> **Written problem**:
Every record here needs to be written out again exactly.
⟨
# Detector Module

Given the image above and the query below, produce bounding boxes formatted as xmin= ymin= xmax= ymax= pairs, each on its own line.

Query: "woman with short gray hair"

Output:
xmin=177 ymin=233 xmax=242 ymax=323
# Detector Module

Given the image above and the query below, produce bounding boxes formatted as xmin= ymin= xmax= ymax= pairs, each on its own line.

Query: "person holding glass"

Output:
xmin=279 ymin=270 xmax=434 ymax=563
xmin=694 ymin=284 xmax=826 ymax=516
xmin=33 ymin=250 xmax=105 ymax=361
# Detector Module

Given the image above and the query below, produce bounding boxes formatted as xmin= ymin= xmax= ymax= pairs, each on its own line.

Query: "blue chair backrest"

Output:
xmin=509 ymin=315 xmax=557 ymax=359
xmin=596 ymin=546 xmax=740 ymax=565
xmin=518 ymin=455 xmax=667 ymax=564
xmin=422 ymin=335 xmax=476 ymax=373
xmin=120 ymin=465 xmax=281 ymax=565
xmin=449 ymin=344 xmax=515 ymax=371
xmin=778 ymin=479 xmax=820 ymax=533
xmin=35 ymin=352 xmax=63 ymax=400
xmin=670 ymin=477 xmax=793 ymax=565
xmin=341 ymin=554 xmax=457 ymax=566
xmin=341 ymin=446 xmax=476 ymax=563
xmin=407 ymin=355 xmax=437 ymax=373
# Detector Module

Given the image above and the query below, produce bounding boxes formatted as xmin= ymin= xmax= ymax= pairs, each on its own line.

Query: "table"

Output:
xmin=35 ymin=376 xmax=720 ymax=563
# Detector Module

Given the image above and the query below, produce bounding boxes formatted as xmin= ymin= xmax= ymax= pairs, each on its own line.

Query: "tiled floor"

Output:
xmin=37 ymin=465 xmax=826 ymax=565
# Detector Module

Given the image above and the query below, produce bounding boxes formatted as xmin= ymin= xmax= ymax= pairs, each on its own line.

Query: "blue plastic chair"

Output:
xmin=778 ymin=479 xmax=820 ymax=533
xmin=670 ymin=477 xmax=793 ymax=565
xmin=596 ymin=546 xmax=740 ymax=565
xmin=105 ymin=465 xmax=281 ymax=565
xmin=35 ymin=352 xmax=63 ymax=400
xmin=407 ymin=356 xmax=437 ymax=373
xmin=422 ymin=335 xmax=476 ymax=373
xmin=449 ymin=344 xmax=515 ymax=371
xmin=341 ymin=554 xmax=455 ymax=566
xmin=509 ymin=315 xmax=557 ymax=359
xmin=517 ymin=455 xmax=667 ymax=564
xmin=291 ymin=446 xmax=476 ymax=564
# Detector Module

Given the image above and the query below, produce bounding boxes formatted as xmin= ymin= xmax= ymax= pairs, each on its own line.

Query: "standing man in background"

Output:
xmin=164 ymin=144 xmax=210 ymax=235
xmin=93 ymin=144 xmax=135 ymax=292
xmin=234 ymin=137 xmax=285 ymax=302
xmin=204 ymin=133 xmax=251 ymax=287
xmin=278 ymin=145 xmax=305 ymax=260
⟩
> **Response to the task**:
# Detector Module

Given the image above and the query below, produce bounding boxes formatted as xmin= ymin= xmax= ymax= pairs, each on its own line.

Query: "woman with short gray hair"

Output:
xmin=177 ymin=233 xmax=242 ymax=323
# Detector Module

Given the image above and the query below, produce bounding boxes formatted as xmin= ymin= xmax= ymax= pairs, each on its own line.

Query: "person holding glass"

Output:
xmin=279 ymin=270 xmax=434 ymax=563
xmin=694 ymin=284 xmax=826 ymax=516
xmin=33 ymin=250 xmax=105 ymax=361
# Detector Module

Given the image above and the query below, produce bounding boxes formatted as xmin= ymin= xmax= ymax= pairs, each on its own line.

Query: "blue chair backrest"

Output:
xmin=509 ymin=315 xmax=557 ymax=359
xmin=596 ymin=546 xmax=740 ymax=565
xmin=518 ymin=455 xmax=667 ymax=564
xmin=422 ymin=335 xmax=476 ymax=373
xmin=120 ymin=465 xmax=281 ymax=565
xmin=449 ymin=344 xmax=515 ymax=371
xmin=778 ymin=479 xmax=820 ymax=533
xmin=35 ymin=352 xmax=63 ymax=400
xmin=670 ymin=477 xmax=793 ymax=565
xmin=341 ymin=554 xmax=457 ymax=566
xmin=341 ymin=446 xmax=476 ymax=563
xmin=407 ymin=355 xmax=437 ymax=373
# Detector Module

Given the image above and the query below, produce bounding boxes formatted as xmin= ymin= xmax= ymax= pairs, each on its own line.

Query: "table"

Output:
xmin=35 ymin=376 xmax=720 ymax=563
# Detector Module

Given the image above and the query below, produce bounding boxes formatted as xmin= ymin= xmax= ymax= pairs, each on its own line.

Query: "tiled floor"

Output:
xmin=37 ymin=465 xmax=826 ymax=565
# Detector Module

Given the image above and the query below, produce bounding boxes formatted as xmin= ymin= xmax= ymax= pairs, each on its own line.

Query: "blue plastic chair"

Output:
xmin=778 ymin=479 xmax=820 ymax=533
xmin=670 ymin=477 xmax=793 ymax=565
xmin=596 ymin=546 xmax=740 ymax=565
xmin=105 ymin=465 xmax=281 ymax=565
xmin=35 ymin=352 xmax=63 ymax=400
xmin=407 ymin=356 xmax=437 ymax=373
xmin=422 ymin=335 xmax=476 ymax=373
xmin=449 ymin=344 xmax=515 ymax=371
xmin=341 ymin=554 xmax=455 ymax=566
xmin=509 ymin=315 xmax=557 ymax=359
xmin=517 ymin=455 xmax=667 ymax=564
xmin=291 ymin=446 xmax=476 ymax=564
# Detector Module

Given the image above and the query below, produce bounding boxes formatted as xmin= ymin= xmax= ymax= pairs, each on its own line.

Query: "standing man in background"

Output:
xmin=164 ymin=144 xmax=210 ymax=235
xmin=93 ymin=144 xmax=135 ymax=292
xmin=234 ymin=137 xmax=285 ymax=302
xmin=204 ymin=133 xmax=251 ymax=287
xmin=278 ymin=145 xmax=305 ymax=260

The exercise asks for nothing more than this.